§ **YOUR INSTRUCTIONS**:
Count the lines in the material below that contain the string "photo". Reply with that number alone.

§ **PROVIDED RECORDS**:
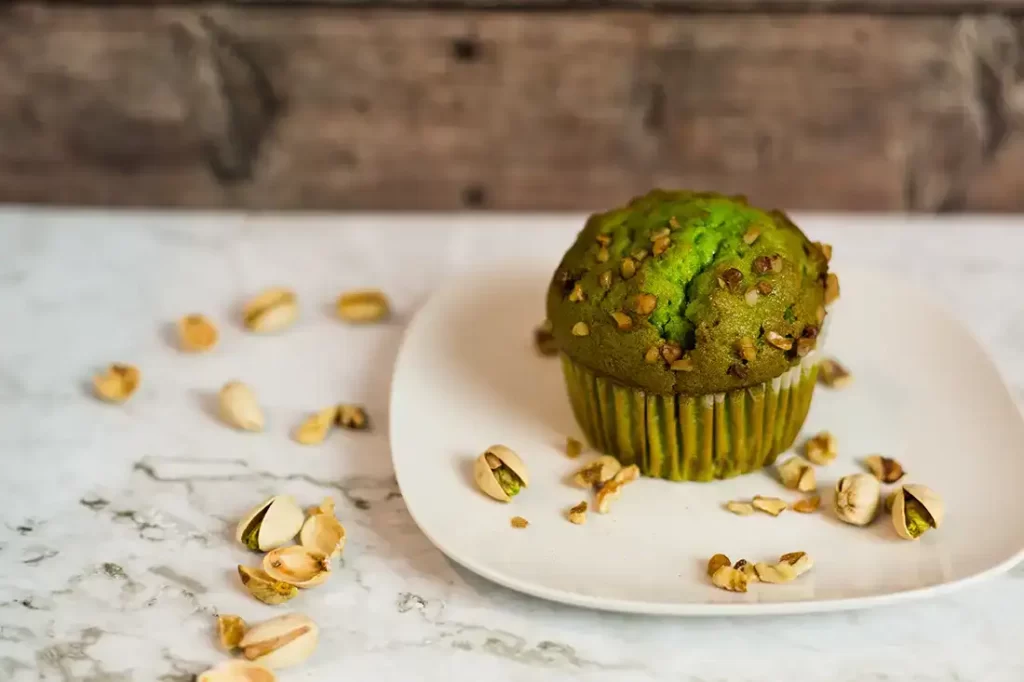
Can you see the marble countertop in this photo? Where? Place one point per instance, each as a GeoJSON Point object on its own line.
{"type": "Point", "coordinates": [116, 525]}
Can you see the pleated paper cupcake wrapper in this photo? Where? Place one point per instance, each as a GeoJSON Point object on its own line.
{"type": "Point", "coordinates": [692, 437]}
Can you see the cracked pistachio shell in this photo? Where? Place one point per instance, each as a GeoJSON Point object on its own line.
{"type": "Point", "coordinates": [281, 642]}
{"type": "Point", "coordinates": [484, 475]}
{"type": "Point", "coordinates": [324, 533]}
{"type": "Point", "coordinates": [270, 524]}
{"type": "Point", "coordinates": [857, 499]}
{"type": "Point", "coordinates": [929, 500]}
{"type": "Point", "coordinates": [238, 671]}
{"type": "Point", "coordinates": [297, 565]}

* * *

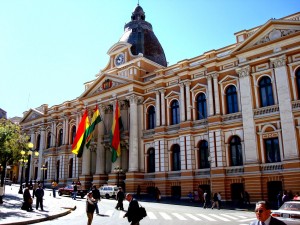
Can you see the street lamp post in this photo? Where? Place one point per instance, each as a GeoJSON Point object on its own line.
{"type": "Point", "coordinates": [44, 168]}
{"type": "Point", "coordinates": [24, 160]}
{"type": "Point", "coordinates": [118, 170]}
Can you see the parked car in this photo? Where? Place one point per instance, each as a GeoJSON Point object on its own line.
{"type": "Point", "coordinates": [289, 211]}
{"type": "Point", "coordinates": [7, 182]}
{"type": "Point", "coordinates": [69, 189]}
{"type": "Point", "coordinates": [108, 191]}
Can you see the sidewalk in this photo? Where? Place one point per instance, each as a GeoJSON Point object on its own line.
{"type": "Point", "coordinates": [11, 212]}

§ **SOLUTION TO THIS PROBLEM**:
6